Il nous faudrait citer la plus grande partie de ce texte pour montrer combien son auteur s’était avancé dans l’étude et l’appréciation de ces arts du moyen âge, et comme la lumière se faisait au sein des ténèbres répandues autour d’eux. « C’est », dit M. Vitet après avoir montré clairement que l’architecture de ces temps est un art complet, ayant ses lois nouvelles et sa raison, « faute d’avoir ouvert les yeux, qu’on traite toutes ces vérités de chimères et qu’on se renferme dans une incrédulité dédaigneuse »[1].

Alors M. Vitet avait abandonné l’inspection générale des monuments historiques ; ces fonctions, depuis 1835, avaient été confiées à l’un des esprits les plus distingués de notre époque, à M. Mérimée.

Annotations par points sur des photos:
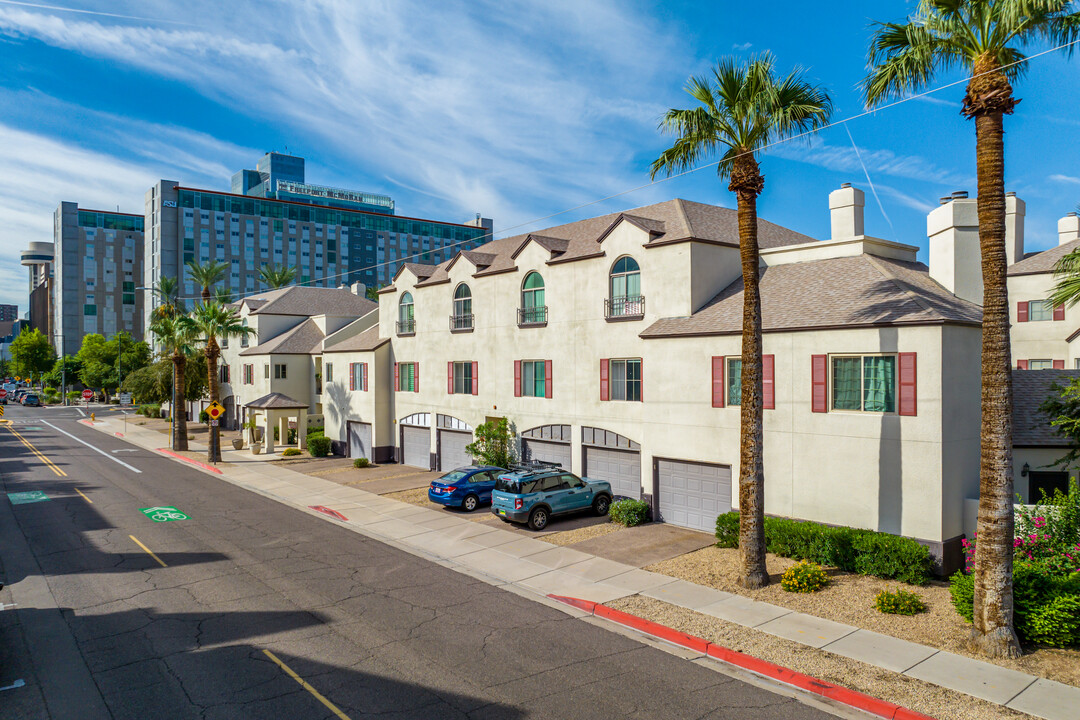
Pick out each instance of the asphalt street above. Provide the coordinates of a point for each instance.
(251, 609)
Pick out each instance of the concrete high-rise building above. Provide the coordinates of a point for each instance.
(98, 263)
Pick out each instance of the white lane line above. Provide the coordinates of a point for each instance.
(99, 451)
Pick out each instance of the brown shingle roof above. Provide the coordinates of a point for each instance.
(304, 339)
(361, 342)
(861, 290)
(1030, 390)
(1043, 261)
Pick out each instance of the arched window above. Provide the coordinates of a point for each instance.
(625, 286)
(534, 310)
(406, 323)
(461, 320)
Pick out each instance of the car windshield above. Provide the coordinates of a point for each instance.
(454, 477)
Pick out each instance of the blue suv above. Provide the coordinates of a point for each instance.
(464, 487)
(535, 493)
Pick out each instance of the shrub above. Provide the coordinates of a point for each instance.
(805, 576)
(630, 512)
(851, 549)
(900, 602)
(319, 447)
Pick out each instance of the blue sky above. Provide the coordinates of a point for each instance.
(514, 109)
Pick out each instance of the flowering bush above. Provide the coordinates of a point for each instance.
(806, 576)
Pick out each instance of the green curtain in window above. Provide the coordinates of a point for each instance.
(734, 381)
(846, 383)
(879, 384)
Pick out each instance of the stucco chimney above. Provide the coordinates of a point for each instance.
(846, 211)
(955, 258)
(1068, 229)
(1015, 209)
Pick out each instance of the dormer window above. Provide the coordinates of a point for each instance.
(461, 320)
(406, 322)
(624, 300)
(532, 311)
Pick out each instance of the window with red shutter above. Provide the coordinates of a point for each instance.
(717, 382)
(604, 379)
(768, 382)
(908, 384)
(819, 383)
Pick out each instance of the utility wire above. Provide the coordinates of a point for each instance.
(845, 121)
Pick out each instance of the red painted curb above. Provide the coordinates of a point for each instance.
(787, 676)
(189, 460)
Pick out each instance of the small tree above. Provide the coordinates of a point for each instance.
(494, 444)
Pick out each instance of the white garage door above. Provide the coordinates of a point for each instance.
(619, 467)
(548, 451)
(416, 446)
(451, 450)
(360, 439)
(692, 494)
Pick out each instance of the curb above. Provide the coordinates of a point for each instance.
(188, 460)
(787, 676)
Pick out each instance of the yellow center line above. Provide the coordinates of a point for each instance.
(38, 452)
(304, 683)
(148, 551)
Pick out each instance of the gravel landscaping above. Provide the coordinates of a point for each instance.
(849, 599)
(913, 694)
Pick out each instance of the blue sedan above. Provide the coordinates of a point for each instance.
(464, 487)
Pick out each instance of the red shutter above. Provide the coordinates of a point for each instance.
(908, 384)
(717, 382)
(604, 390)
(819, 382)
(768, 382)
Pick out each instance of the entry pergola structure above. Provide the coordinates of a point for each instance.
(280, 408)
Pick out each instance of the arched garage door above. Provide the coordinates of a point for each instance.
(693, 493)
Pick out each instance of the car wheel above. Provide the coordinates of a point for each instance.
(538, 520)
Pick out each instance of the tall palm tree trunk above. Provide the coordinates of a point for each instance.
(180, 411)
(989, 98)
(746, 181)
(214, 446)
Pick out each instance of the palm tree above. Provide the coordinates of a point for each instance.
(167, 290)
(176, 335)
(277, 276)
(206, 275)
(743, 108)
(982, 38)
(212, 321)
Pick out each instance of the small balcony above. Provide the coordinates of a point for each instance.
(461, 323)
(630, 307)
(532, 316)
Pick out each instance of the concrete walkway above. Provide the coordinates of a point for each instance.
(501, 557)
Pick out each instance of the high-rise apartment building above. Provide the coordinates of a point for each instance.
(98, 265)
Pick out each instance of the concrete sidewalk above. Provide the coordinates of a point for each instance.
(502, 557)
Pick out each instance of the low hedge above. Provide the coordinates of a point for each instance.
(865, 552)
(630, 512)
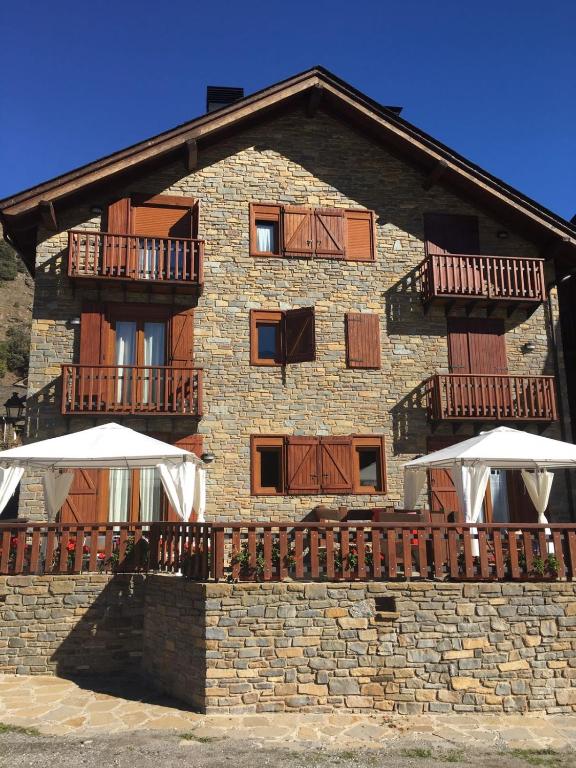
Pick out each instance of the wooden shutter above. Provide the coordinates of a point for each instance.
(303, 474)
(119, 217)
(362, 340)
(297, 231)
(93, 335)
(159, 221)
(477, 345)
(448, 233)
(360, 235)
(85, 502)
(336, 464)
(299, 335)
(329, 233)
(182, 337)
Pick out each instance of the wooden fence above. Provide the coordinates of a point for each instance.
(298, 551)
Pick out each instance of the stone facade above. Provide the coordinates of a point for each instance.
(315, 162)
(399, 646)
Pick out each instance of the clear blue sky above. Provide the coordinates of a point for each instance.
(493, 80)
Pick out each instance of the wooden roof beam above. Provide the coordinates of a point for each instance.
(48, 215)
(435, 174)
(314, 100)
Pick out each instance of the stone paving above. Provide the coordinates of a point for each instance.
(61, 707)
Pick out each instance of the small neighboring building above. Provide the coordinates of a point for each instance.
(303, 284)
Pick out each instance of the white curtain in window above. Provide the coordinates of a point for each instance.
(265, 237)
(119, 495)
(56, 488)
(125, 356)
(154, 354)
(149, 495)
(9, 479)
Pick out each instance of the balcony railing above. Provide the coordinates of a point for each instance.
(509, 278)
(102, 255)
(151, 390)
(297, 551)
(459, 397)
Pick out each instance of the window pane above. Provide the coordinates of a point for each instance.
(267, 341)
(270, 468)
(266, 236)
(369, 459)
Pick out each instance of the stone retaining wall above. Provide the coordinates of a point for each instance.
(403, 647)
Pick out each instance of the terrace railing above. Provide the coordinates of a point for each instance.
(108, 256)
(298, 551)
(510, 278)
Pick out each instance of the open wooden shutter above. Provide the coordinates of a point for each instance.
(362, 340)
(299, 335)
(329, 233)
(297, 231)
(93, 335)
(119, 217)
(182, 337)
(303, 475)
(360, 235)
(84, 503)
(449, 233)
(336, 464)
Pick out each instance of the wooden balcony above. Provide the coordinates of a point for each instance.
(159, 390)
(135, 259)
(460, 277)
(482, 397)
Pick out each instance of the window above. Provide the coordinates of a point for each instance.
(279, 338)
(368, 464)
(301, 232)
(267, 465)
(307, 465)
(264, 230)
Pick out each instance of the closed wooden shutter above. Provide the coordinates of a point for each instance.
(362, 340)
(477, 345)
(93, 335)
(449, 233)
(297, 231)
(158, 221)
(119, 217)
(329, 233)
(360, 235)
(303, 474)
(182, 337)
(85, 502)
(336, 464)
(299, 335)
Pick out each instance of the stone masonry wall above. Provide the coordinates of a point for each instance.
(89, 624)
(403, 647)
(446, 648)
(314, 162)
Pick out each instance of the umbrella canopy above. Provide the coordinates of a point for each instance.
(109, 445)
(501, 448)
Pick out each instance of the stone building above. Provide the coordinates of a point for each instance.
(302, 284)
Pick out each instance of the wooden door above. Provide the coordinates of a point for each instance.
(86, 500)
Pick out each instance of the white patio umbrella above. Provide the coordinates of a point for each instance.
(502, 448)
(109, 445)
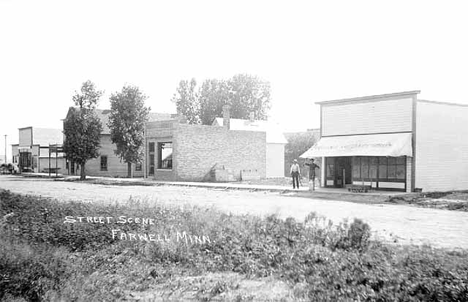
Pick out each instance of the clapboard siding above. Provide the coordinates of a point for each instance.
(115, 167)
(25, 137)
(380, 116)
(441, 146)
(274, 160)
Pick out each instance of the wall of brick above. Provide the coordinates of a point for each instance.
(198, 148)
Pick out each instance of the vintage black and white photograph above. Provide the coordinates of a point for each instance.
(233, 150)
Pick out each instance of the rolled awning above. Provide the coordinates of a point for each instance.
(394, 144)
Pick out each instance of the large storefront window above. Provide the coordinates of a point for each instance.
(151, 159)
(368, 168)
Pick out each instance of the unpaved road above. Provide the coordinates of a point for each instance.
(407, 224)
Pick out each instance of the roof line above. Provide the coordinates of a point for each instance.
(370, 97)
(443, 103)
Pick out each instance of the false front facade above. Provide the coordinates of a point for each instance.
(393, 142)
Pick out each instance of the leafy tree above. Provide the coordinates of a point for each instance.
(187, 101)
(298, 143)
(126, 122)
(249, 94)
(244, 93)
(82, 127)
(214, 94)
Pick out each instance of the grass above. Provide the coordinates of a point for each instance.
(245, 258)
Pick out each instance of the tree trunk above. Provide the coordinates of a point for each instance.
(82, 172)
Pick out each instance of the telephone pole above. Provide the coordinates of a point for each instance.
(5, 149)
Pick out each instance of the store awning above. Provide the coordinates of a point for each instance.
(395, 144)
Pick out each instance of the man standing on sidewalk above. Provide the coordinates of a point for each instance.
(295, 174)
(312, 167)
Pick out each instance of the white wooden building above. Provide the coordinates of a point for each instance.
(36, 150)
(393, 142)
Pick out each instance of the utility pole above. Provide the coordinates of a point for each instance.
(5, 149)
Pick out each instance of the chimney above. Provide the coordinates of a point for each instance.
(252, 116)
(226, 117)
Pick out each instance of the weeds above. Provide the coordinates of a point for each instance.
(43, 258)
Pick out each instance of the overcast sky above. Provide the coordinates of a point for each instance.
(308, 50)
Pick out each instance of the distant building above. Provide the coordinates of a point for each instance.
(109, 164)
(393, 142)
(178, 151)
(35, 151)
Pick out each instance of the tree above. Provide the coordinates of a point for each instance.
(82, 128)
(214, 94)
(126, 123)
(244, 93)
(249, 94)
(298, 143)
(187, 102)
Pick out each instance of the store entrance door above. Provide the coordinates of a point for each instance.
(343, 172)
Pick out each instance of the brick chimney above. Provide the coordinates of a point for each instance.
(252, 116)
(226, 117)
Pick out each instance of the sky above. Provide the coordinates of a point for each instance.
(309, 51)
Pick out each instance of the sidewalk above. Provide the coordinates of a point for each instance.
(318, 193)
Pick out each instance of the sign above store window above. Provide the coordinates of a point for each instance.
(394, 144)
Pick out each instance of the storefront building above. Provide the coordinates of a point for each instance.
(393, 142)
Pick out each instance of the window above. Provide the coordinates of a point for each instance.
(330, 168)
(138, 167)
(356, 167)
(165, 155)
(365, 167)
(382, 168)
(372, 168)
(151, 159)
(103, 163)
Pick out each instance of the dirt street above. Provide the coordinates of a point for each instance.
(440, 228)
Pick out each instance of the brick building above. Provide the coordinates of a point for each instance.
(178, 151)
(36, 150)
(393, 142)
(109, 164)
(275, 141)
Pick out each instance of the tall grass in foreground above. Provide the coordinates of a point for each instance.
(44, 258)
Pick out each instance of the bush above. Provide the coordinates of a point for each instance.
(42, 258)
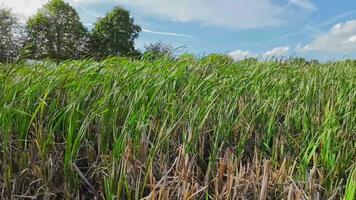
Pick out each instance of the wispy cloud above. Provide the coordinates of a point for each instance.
(165, 33)
(340, 39)
(276, 52)
(304, 4)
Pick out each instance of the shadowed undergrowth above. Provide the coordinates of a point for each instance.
(184, 129)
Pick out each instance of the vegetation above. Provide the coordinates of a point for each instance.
(10, 36)
(185, 129)
(158, 50)
(115, 34)
(55, 32)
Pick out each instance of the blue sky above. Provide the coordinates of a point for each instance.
(314, 29)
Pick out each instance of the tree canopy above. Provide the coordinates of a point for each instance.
(114, 34)
(10, 35)
(56, 32)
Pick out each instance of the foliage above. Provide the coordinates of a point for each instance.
(114, 34)
(55, 32)
(163, 129)
(11, 35)
(158, 50)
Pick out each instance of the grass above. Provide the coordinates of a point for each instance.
(184, 129)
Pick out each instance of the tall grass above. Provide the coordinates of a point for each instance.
(184, 129)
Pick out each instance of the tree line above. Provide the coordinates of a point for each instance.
(56, 32)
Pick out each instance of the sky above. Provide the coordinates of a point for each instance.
(313, 29)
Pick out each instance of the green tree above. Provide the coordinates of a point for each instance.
(11, 35)
(158, 50)
(114, 34)
(56, 32)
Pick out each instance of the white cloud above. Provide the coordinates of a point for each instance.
(165, 33)
(277, 52)
(239, 54)
(24, 8)
(305, 4)
(340, 39)
(237, 14)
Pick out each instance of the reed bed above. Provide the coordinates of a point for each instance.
(178, 129)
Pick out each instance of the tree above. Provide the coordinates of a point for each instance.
(56, 32)
(114, 34)
(158, 50)
(11, 36)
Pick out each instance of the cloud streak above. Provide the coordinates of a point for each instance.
(340, 39)
(165, 33)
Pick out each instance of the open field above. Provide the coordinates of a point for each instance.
(185, 129)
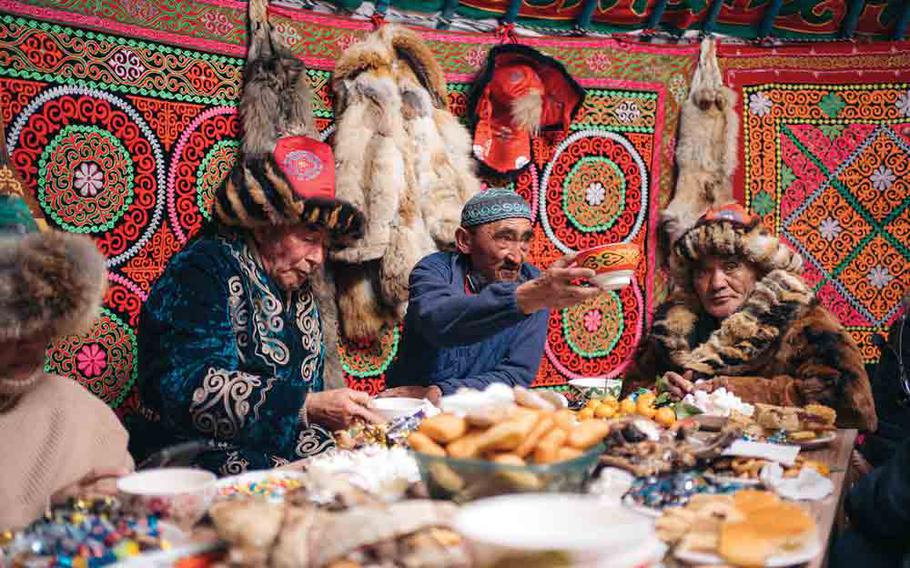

Consigne: Recopiez en entier l'extrait sur M. Vitet, sans en modifier un seul mot. Les entrées forment un matériau à part, indépendant de l'extrait sur M. Vitet.

Réponse rédigée:
Il nous faudrait citer la plus grande partie de ce texte pour montrer combien son auteur s’était avancé dans l’étude et l’appréciation de ces arts du moyen âge, et comme la lumière se faisait au sein des ténèbres répandues autour d’eux. « C’est », dit M. Vitet après avoir montré clairement que l’architecture de ces temps est un art complet, ayant ses lois nouvelles et sa raison, « faute d’avoir ouvert les yeux, qu’on traite toutes ces vérités de chimères et qu’on se renferme dans une incrédulité dédaigneuse »[1].

Alors M. Vitet avait abandonné l’inspection générale des monuments historiques ; ces fonctions, depuis 1835, avaient été confiées à l’un des esprits les plus distingués de notre époque, à M. Mérimée.